• What is required:
Starting at the line that contains "One dot per instance of the pedestrian" and continuing through the end of the records, reproduce every line in full. In the answers, scale each x and y coordinate by 2.5 and round it to the nearest whole number, rounding halves up. All other text must remain unchanged.

Stored entries:
+===+

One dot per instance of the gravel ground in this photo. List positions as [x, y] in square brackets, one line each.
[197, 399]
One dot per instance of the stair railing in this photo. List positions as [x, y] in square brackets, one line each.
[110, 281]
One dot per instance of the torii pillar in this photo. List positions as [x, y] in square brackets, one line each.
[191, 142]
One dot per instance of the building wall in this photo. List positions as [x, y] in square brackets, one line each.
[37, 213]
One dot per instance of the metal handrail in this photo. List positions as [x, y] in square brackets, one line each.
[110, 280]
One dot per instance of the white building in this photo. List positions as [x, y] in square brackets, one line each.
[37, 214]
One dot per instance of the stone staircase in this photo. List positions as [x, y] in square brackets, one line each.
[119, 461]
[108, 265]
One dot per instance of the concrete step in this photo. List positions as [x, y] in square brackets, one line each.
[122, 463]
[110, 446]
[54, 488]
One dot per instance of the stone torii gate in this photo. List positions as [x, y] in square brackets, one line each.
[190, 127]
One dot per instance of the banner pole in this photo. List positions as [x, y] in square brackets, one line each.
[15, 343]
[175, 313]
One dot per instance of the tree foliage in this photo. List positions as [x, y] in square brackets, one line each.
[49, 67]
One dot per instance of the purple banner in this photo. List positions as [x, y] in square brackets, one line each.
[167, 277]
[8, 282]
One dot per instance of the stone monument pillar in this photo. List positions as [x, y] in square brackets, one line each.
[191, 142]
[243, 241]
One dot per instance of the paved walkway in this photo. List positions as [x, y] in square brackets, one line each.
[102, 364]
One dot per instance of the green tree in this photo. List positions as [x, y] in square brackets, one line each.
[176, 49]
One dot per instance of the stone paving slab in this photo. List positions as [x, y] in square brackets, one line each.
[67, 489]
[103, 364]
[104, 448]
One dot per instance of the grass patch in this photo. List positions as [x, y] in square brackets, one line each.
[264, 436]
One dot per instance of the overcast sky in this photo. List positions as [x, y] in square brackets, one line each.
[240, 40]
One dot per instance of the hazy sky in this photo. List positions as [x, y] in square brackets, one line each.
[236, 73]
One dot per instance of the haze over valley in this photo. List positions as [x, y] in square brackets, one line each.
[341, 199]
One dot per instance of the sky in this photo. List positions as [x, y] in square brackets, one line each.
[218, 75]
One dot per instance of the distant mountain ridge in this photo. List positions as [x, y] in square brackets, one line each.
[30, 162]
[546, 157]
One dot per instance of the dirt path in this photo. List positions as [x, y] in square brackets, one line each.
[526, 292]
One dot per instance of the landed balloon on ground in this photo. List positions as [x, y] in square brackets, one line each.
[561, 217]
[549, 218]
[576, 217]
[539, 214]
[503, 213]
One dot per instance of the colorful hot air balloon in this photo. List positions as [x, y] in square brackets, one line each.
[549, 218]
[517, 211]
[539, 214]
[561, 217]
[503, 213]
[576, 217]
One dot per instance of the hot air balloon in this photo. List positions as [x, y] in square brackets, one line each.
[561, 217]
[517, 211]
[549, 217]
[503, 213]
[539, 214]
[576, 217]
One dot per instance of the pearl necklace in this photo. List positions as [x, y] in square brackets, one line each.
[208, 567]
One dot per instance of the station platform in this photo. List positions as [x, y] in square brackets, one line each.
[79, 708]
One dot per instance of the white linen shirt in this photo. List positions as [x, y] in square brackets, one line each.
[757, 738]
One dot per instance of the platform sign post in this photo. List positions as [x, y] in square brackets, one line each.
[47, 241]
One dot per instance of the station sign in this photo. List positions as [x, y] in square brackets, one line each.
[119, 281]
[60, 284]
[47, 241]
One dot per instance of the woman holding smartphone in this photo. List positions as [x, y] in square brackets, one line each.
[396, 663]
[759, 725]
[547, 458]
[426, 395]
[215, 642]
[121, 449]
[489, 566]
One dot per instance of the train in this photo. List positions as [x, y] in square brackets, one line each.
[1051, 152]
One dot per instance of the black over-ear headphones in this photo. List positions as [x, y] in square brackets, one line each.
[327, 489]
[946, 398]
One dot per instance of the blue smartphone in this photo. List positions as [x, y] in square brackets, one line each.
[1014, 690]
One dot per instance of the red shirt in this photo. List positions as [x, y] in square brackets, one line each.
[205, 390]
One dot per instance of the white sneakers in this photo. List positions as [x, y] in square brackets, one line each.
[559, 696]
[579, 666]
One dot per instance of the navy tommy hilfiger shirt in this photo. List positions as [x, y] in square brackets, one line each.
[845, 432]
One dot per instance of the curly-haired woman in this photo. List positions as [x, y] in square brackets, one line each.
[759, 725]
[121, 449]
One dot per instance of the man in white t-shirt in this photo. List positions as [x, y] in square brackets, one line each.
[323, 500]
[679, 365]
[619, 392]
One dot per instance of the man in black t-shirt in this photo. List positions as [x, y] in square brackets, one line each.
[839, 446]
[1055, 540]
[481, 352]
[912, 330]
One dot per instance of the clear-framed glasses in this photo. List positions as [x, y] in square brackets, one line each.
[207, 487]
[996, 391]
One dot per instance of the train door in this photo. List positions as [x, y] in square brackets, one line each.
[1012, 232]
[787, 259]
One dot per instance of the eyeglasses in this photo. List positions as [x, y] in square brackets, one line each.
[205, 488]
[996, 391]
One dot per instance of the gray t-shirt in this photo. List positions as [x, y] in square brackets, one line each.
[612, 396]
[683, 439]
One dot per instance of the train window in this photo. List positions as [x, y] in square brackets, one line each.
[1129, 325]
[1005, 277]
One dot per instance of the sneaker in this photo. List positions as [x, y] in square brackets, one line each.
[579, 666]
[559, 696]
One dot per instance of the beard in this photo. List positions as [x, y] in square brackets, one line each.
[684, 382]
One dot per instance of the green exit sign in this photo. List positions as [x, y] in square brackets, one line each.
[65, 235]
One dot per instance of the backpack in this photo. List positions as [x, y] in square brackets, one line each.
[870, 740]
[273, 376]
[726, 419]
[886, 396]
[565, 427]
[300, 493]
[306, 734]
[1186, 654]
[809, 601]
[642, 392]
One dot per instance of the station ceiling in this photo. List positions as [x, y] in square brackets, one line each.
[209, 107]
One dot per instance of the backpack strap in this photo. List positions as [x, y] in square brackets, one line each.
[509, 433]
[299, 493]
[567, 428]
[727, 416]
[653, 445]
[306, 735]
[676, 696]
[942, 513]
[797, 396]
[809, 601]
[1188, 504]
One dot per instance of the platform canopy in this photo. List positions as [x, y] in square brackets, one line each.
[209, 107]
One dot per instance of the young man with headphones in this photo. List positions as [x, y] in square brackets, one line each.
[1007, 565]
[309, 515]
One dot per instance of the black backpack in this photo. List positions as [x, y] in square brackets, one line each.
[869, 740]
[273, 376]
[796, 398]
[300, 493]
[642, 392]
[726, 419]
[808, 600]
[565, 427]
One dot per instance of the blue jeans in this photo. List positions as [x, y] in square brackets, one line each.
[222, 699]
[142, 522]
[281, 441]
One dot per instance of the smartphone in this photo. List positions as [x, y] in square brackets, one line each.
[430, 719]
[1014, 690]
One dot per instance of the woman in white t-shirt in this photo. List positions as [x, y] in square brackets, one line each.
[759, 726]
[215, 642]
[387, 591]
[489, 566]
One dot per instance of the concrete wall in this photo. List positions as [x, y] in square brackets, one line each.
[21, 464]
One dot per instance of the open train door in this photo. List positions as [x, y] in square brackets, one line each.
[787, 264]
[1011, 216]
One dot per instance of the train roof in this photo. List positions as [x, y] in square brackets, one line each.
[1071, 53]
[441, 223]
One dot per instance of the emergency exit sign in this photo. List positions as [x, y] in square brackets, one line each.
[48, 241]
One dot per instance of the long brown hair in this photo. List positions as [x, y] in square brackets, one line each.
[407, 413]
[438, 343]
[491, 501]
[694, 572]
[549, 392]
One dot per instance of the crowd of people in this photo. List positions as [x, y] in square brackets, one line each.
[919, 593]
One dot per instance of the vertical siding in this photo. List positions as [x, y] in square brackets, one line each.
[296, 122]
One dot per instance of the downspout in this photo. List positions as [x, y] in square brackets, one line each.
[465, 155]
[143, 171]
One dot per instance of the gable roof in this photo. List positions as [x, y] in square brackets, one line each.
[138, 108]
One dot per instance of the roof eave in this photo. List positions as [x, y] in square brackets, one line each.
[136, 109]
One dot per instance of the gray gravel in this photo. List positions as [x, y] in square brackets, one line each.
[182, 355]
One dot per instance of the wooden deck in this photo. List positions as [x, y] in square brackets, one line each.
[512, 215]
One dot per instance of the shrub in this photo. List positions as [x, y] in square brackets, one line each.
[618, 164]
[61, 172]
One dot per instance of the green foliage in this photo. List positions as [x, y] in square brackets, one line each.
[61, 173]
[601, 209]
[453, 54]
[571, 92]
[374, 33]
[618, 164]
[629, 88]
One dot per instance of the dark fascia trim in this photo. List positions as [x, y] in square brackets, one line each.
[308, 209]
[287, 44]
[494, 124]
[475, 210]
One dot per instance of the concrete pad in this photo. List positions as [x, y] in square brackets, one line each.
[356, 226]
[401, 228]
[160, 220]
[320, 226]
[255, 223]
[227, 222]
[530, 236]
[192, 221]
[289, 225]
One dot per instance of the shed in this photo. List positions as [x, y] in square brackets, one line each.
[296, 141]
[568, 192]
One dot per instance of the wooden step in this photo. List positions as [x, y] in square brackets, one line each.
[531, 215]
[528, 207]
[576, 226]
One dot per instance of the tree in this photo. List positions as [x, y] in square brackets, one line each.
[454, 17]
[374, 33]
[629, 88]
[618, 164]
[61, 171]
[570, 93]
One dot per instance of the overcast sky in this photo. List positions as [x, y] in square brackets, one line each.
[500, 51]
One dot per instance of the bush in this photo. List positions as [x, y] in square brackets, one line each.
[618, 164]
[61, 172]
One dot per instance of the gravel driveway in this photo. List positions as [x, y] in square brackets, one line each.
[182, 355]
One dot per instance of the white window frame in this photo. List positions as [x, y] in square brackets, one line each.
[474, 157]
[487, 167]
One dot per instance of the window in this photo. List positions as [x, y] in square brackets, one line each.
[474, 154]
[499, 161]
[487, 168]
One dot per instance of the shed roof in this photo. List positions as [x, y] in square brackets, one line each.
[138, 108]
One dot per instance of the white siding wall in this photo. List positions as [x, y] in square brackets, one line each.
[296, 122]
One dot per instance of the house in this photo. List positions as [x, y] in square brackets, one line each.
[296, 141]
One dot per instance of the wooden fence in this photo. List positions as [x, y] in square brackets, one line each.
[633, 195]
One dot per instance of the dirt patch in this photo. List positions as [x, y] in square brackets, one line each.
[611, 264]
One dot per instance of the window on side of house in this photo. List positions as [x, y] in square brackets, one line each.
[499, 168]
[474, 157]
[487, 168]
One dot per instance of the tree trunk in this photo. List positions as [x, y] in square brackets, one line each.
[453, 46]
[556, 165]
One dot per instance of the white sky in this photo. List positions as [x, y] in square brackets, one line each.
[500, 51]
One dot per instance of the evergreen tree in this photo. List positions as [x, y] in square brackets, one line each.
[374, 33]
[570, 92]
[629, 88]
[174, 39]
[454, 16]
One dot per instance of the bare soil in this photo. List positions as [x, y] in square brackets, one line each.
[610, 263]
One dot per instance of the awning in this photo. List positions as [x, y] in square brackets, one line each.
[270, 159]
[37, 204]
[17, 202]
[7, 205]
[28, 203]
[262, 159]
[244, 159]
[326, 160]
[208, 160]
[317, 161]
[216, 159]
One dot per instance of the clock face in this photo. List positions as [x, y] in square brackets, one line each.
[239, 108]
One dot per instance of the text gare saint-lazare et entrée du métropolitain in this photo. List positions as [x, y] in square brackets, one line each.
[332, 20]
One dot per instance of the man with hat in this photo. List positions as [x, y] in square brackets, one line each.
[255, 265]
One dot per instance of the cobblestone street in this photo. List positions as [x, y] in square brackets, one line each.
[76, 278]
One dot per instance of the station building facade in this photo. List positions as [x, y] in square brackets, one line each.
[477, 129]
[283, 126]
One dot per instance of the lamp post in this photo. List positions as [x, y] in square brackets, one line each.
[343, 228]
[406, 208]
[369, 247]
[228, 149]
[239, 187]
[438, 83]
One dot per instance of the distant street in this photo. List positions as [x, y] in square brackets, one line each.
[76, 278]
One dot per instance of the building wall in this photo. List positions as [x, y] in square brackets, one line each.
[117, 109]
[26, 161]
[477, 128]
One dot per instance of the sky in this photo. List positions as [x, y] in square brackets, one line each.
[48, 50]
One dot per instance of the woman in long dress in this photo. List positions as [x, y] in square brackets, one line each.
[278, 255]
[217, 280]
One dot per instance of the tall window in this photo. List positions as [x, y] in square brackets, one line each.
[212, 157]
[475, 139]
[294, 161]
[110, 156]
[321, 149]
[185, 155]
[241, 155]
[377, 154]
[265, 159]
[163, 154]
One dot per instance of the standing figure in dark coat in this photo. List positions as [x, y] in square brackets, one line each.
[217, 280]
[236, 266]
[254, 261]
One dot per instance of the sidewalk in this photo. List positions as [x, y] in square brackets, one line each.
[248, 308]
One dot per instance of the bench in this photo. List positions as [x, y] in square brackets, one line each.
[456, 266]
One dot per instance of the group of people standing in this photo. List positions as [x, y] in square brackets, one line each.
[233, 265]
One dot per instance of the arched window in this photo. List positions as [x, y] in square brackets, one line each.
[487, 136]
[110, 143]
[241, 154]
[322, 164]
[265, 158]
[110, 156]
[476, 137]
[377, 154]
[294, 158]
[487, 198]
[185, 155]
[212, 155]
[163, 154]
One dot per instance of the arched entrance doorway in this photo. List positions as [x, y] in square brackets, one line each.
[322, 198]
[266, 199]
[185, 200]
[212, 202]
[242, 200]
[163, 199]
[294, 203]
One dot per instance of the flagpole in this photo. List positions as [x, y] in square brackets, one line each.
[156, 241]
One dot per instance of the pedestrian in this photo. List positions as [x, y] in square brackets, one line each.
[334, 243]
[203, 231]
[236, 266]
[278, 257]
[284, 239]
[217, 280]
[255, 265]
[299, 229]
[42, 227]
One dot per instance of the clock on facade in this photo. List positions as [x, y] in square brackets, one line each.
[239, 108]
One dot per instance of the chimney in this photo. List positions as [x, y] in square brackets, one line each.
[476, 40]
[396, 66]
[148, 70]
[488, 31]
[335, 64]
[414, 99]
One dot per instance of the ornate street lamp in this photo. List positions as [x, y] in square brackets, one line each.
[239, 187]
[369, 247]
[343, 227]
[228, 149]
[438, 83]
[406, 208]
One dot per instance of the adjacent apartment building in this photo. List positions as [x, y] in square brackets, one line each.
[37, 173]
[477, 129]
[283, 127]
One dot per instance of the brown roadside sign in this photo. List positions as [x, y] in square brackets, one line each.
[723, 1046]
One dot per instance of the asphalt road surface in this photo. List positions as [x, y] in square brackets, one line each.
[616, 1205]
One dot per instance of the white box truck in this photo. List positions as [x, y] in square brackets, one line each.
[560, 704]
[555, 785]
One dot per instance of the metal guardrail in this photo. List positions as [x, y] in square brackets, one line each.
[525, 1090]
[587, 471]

+===+

• Result of this exercise:
One dot per instance of the pedestrian in this photo. List positions as [x, y] in square brackets, one line each.
[835, 608]
[508, 578]
[590, 665]
[695, 643]
[710, 598]
[543, 700]
[638, 663]
[748, 573]
[105, 568]
One dot per instance of the clock on facade in this photo. List positions as [x, y] in square brackets, one line each.
[598, 270]
One dot per instance of the chimney in this photo. List positions as [x, y] in square brackets, one line each.
[1190, 100]
[990, 165]
[370, 175]
[1220, 78]
[838, 160]
[1035, 248]
One dot per instance of the ornate street lamp in this photo. List positions as [x, y] in square brackets, one line each.
[598, 468]
[923, 618]
[858, 568]
[570, 373]
[1095, 208]
[1015, 520]
One dot per instance of the adjacent apartment building in this photo. List positions as [x, y] in square brackets, one line each.
[93, 433]
[1193, 323]
[708, 318]
One dot per instance of the brown roadside sign in this photo. List positions as [x, y] in square brackets, one line each.
[1808, 2615]
One dot per instance of the asphalt road surface in this photo. List positions as [x, y] in square brackets, one line each.
[1540, 3013]
One dot per instance of the white box truck in this photo. List positions as [x, y] in square brackets, one line each.
[1400, 1760]
[1388, 1963]
One dot per instance of the metal guardrail in this photo. List positions as [x, y] in square brackets, one line each.
[1313, 2725]
[1468, 1178]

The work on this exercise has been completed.